Work instruction> Copy every line from the records below that holds the word "tree".

** Opening Material for the task block **

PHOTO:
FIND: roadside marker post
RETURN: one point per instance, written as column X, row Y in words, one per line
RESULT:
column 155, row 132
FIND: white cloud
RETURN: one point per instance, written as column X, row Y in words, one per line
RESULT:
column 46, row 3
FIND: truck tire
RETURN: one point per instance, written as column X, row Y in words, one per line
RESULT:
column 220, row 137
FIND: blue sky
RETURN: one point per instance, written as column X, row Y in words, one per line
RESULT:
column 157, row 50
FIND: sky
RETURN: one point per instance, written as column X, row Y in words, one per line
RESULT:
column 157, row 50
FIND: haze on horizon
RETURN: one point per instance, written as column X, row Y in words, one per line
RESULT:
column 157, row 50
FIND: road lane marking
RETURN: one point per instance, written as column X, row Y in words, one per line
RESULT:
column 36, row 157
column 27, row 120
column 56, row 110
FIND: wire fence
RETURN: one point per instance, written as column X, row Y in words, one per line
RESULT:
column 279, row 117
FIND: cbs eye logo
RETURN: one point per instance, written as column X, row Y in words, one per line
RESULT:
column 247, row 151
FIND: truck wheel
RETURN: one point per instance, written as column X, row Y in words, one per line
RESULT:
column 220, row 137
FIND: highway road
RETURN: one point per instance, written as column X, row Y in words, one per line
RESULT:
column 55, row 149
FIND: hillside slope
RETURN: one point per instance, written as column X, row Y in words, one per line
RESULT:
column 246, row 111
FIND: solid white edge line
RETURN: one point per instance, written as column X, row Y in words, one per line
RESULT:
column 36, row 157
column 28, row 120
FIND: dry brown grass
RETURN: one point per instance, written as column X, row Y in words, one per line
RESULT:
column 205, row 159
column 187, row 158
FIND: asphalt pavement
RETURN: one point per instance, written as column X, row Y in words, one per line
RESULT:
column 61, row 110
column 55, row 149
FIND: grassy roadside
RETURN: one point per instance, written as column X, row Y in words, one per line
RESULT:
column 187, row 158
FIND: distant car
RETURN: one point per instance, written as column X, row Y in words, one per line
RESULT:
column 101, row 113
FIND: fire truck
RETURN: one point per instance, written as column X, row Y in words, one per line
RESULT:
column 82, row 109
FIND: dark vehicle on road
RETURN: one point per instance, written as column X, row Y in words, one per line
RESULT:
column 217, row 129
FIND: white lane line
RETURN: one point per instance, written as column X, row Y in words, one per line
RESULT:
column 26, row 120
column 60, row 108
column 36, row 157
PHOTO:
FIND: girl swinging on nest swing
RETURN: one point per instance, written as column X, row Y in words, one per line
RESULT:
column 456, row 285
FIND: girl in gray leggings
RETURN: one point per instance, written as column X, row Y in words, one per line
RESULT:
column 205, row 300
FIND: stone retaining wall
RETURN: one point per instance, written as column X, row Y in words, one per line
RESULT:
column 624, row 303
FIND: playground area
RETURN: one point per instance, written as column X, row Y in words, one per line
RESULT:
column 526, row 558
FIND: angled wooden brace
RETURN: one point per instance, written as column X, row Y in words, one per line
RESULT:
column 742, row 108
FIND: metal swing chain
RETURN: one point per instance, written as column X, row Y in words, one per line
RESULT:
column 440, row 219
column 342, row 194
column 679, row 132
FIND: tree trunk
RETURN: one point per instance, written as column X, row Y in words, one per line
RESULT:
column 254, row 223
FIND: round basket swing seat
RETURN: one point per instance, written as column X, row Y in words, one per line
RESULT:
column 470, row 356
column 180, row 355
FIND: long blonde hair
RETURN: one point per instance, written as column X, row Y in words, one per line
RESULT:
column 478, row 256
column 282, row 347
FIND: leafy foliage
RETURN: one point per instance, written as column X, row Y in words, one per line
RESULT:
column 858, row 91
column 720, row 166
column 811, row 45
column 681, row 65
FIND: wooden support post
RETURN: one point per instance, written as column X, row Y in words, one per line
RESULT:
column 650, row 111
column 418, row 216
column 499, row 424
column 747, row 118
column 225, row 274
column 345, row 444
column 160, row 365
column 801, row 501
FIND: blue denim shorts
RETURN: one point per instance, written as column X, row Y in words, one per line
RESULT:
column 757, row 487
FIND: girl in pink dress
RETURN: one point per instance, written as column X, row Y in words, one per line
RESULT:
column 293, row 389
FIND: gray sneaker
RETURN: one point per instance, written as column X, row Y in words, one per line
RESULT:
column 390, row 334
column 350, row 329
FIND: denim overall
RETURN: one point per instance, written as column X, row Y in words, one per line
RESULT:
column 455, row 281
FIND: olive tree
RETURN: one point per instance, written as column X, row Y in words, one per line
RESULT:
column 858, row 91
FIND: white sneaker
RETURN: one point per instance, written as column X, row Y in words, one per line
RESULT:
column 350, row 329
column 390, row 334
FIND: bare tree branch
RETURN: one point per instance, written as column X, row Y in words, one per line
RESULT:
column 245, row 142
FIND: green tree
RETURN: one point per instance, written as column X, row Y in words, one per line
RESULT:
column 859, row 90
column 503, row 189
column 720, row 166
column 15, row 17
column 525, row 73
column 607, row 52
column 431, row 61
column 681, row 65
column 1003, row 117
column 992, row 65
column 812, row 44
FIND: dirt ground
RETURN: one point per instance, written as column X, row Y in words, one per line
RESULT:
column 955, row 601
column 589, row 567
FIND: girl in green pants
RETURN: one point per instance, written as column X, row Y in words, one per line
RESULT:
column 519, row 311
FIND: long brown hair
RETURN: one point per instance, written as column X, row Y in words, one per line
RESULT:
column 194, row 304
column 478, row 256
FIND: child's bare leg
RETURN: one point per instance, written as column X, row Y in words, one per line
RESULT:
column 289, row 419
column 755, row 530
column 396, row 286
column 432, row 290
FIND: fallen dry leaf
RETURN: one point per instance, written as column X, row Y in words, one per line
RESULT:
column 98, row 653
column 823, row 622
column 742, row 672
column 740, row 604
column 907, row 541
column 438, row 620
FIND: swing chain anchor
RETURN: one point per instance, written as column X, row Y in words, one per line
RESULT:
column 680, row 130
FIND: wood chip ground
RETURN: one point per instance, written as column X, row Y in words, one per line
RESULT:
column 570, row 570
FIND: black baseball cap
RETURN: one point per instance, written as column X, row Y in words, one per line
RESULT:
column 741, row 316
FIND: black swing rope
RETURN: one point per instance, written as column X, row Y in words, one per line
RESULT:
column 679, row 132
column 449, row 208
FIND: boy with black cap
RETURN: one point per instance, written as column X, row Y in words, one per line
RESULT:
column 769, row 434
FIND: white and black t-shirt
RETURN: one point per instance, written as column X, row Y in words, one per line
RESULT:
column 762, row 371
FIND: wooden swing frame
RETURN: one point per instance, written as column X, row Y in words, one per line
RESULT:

** Closing Material for the task block **

Your solution>
FIND: tree trunk
FIND: olive tree
FIND: bare tree branch
FIND: green tree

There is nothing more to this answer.